**Material to process:**

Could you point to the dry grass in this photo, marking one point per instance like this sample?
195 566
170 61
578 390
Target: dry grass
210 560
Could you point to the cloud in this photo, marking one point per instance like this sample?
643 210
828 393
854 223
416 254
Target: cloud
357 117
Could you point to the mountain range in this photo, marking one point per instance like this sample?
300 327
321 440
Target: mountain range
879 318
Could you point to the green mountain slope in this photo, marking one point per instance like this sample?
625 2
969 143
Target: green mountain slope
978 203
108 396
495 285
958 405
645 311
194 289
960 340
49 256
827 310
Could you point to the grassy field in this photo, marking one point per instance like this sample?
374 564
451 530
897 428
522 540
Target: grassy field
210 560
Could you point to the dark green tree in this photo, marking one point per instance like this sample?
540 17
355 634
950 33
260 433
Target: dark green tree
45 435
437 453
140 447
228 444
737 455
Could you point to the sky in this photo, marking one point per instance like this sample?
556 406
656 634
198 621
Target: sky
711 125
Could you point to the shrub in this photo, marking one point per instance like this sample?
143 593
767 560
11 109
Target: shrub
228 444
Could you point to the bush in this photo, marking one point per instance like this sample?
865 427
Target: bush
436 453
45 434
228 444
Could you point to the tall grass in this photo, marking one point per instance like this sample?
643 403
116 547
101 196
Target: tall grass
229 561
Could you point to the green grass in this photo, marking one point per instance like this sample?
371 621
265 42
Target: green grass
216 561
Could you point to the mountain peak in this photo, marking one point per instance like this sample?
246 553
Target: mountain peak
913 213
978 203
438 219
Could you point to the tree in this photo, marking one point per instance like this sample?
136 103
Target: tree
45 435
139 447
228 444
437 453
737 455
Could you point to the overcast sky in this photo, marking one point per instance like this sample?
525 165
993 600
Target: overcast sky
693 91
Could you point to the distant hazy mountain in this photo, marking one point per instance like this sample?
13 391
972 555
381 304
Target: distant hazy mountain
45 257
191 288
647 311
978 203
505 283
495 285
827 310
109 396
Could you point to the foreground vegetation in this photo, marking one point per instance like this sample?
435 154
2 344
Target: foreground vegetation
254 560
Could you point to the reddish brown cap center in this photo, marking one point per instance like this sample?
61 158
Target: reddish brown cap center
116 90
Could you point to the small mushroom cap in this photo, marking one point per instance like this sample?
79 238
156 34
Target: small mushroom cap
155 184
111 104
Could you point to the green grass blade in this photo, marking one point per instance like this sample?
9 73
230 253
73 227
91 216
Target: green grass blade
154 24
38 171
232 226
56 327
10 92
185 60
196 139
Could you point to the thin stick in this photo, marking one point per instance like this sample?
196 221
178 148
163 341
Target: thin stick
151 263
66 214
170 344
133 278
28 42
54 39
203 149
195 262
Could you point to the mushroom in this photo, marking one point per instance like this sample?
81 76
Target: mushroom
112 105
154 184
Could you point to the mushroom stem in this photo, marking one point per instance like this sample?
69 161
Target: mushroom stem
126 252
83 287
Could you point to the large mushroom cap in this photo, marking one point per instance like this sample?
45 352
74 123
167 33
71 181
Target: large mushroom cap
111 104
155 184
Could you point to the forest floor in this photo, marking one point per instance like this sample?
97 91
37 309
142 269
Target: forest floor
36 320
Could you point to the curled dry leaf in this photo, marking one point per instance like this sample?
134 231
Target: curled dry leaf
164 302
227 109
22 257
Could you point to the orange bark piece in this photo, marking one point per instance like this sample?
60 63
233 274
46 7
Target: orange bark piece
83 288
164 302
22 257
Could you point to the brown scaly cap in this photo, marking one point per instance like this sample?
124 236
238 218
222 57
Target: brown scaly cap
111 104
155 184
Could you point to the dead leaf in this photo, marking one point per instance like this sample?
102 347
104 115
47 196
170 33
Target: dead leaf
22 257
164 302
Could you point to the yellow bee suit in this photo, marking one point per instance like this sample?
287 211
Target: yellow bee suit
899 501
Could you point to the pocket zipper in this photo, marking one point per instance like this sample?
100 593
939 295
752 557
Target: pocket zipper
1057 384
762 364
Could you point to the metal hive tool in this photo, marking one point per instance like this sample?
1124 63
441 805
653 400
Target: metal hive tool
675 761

**Task directions:**
Render every line of the records above as a Markdown table with two columns, Row and Line. Put the row number in Row and the line in Line, and leave out any blank lines.

**Output below:**
| Row | Line |
|---|---|
| 1 | Could you point to the dry grass in this photo, marking one point per instance like this sample? |
| 2 | 195 566 |
| 3 | 170 61 |
| 4 | 578 390 |
| 5 | Target: dry grass |
| 6 | 210 560 |
| 7 | Could you point to the cloud in this photo, marking one point per instance like this sample? |
| 8 | 643 210 |
| 9 | 828 393 |
| 10 | 854 223 |
| 11 | 416 254 |
| 12 | Target: cloud |
| 13 | 357 117 |
| 14 | Could you point to the mountain range in this photo, marking one point per instance like this sample? |
| 15 | 300 327 |
| 16 | 321 440 |
| 17 | Target: mountain range |
| 18 | 879 318 |
| 19 | Could you point to the green mountain slope in this photo, marking one point per instance like this sample? |
| 20 | 625 2 |
| 21 | 969 143 |
| 22 | Target: green mountain slope |
| 23 | 978 203 |
| 24 | 108 396 |
| 25 | 495 285 |
| 26 | 958 405 |
| 27 | 645 311 |
| 28 | 194 289 |
| 29 | 960 340 |
| 30 | 49 256 |
| 31 | 827 310 |
| 32 | Could you point to the grassy field in this photo, marking one point per instance like this sample? |
| 33 | 374 564 |
| 34 | 451 530 |
| 35 | 897 428 |
| 36 | 522 540 |
| 37 | Target: grassy field |
| 38 | 210 560 |
| 39 | Could you point to the dark green tree in this photo, marking one point per instance like this sample? |
| 40 | 540 17 |
| 41 | 355 634 |
| 42 | 950 33 |
| 43 | 260 433 |
| 44 | Target: dark green tree |
| 45 | 45 435 |
| 46 | 437 453 |
| 47 | 140 447 |
| 48 | 228 444 |
| 49 | 737 455 |
| 50 | Could you point to the sky in this photo, marking one point per instance like this sample? |
| 51 | 556 406 |
| 52 | 656 634 |
| 53 | 198 621 |
| 54 | Target: sky |
| 55 | 711 125 |
| 56 | Could you point to the shrub in this photo, marking one point per instance like this sample? |
| 57 | 143 593 |
| 58 | 767 560 |
| 59 | 11 109 |
| 60 | Target: shrub |
| 61 | 228 444 |
| 62 | Could you point to the bush in this photo, marking one point per instance like this sample? |
| 63 | 865 427 |
| 64 | Target: bush |
| 65 | 436 453 |
| 66 | 45 434 |
| 67 | 228 444 |
| 68 | Could you point to the tall grass in this photo, marking one point per instance like this sample? |
| 69 | 643 403 |
| 70 | 116 547 |
| 71 | 101 196 |
| 72 | Target: tall grass |
| 73 | 229 561 |
| 74 | Could you point to the green grass in this photo, marking one point per instance like this sample? |
| 75 | 371 621 |
| 76 | 265 42 |
| 77 | Target: green grass |
| 78 | 216 561 |
| 79 | Could you point to the mountain peak in this photo, marking one point per instance like this sample? |
| 80 | 246 553 |
| 81 | Target: mountain peak |
| 82 | 913 213 |
| 83 | 978 203 |
| 84 | 438 219 |
| 85 | Could you point to the tree in this photo, marking one point per instance like this sample? |
| 86 | 136 103 |
| 87 | Target: tree |
| 88 | 45 435 |
| 89 | 139 447 |
| 90 | 228 444 |
| 91 | 437 453 |
| 92 | 737 455 |
| 93 | Could you point to the overcast sky in this photo, marking one point per instance like this sample? |
| 94 | 525 165 |
| 95 | 993 600 |
| 96 | Target: overcast sky |
| 97 | 693 91 |
| 98 | Could you point to the distant hazy mountain in this photo, marking one point per instance like this sample? |
| 99 | 13 391 |
| 100 | 972 555 |
| 101 | 381 304 |
| 102 | Target: distant hazy mountain |
| 103 | 45 257 |
| 104 | 191 288 |
| 105 | 647 311 |
| 106 | 978 203 |
| 107 | 505 283 |
| 108 | 495 285 |
| 109 | 827 310 |
| 110 | 109 396 |
| 111 | Could you point to the foreground vegetation in this photo, marking one point per instance like this sample? |
| 112 | 435 154 |
| 113 | 2 344 |
| 114 | Target: foreground vegetation |
| 115 | 254 560 |
| 116 | Could you point to the reddish brown cap center in this photo, marking one point per instance like this sample? |
| 117 | 61 158 |
| 118 | Target: reddish brown cap center |
| 119 | 116 90 |
| 120 | Could you point to the small mushroom cap in this photo, marking one point per instance like this sample? |
| 121 | 79 238 |
| 122 | 156 34 |
| 123 | Target: small mushroom cap |
| 124 | 155 184 |
| 125 | 111 104 |
| 126 | Could you point to the green grass blade in this photo, marking one point per instance like this sample? |
| 127 | 9 73 |
| 128 | 230 253 |
| 129 | 73 227 |
| 130 | 91 216 |
| 131 | Target: green grass blade |
| 132 | 154 24 |
| 133 | 38 171 |
| 134 | 232 226 |
| 135 | 56 327 |
| 136 | 10 92 |
| 137 | 185 60 |
| 138 | 196 139 |
| 139 | Could you point to the thin stick in this photo, marking one point per instance like this sample? |
| 140 | 196 221 |
| 141 | 178 148 |
| 142 | 163 341 |
| 143 | Target: thin stick |
| 144 | 151 263 |
| 145 | 66 214 |
| 146 | 170 344 |
| 147 | 133 278 |
| 148 | 28 42 |
| 149 | 54 39 |
| 150 | 203 149 |
| 151 | 195 262 |
| 152 | Could you point to the mushroom in this photo, marking one point per instance like this sample? |
| 153 | 81 76 |
| 154 | Target: mushroom |
| 155 | 112 105 |
| 156 | 154 184 |
| 157 | Could you point to the mushroom stem in this photo, marking one point per instance like this sample? |
| 158 | 69 161 |
| 159 | Target: mushroom stem |
| 160 | 126 252 |
| 161 | 83 287 |
| 162 | Could you point to the large mushroom cap in this photo, marking one point per instance like this sample? |
| 163 | 45 352 |
| 164 | 74 123 |
| 165 | 167 33 |
| 166 | 71 181 |
| 167 | Target: large mushroom cap |
| 168 | 111 104 |
| 169 | 155 184 |
| 170 | Could you point to the forest floor in this photo, marking one point per instance like this sample? |
| 171 | 97 91 |
| 172 | 37 309 |
| 173 | 142 269 |
| 174 | Target: forest floor |
| 175 | 36 320 |
| 176 | Could you point to the curled dry leaf in this photo, marking one point per instance like this sample? |
| 177 | 134 231 |
| 178 | Target: curled dry leaf |
| 179 | 164 302 |
| 180 | 227 109 |
| 181 | 22 257 |
| 182 | Could you point to the orange bark piece in this photo, marking one point per instance like this sample? |
| 183 | 60 63 |
| 184 | 233 274 |
| 185 | 46 7 |
| 186 | Target: orange bark piece |
| 187 | 83 288 |
| 188 | 164 302 |
| 189 | 22 257 |
| 190 | Could you point to the brown scaly cap in this photo, marking one point per instance like this sample? |
| 191 | 124 236 |
| 192 | 238 218 |
| 193 | 222 57 |
| 194 | Target: brown scaly cap |
| 195 | 111 104 |
| 196 | 155 184 |
| 197 | Could you point to the dead leaf in this photo, marking one point per instance like this sample? |
| 198 | 102 347 |
| 199 | 104 115 |
| 200 | 47 196 |
| 201 | 170 33 |
| 202 | Target: dead leaf |
| 203 | 22 257 |
| 204 | 164 302 |
| 205 | Could you point to the yellow bee suit in this photo, marking one point per instance like this sample? |
| 206 | 287 211 |
| 207 | Target: yellow bee suit |
| 208 | 899 501 |
| 209 | Could you point to the pocket zipper in this photo, marking one point per instance like this sample? |
| 210 | 100 593 |
| 211 | 939 295 |
| 212 | 752 557 |
| 213 | Target: pocket zipper |
| 214 | 1057 384 |
| 215 | 762 364 |
| 216 | Could you point to the metal hive tool in this photo, marking one point per instance like this sample? |
| 217 | 1124 63 |
| 218 | 441 805 |
| 219 | 653 400 |
| 220 | Target: metal hive tool |
| 221 | 675 761 |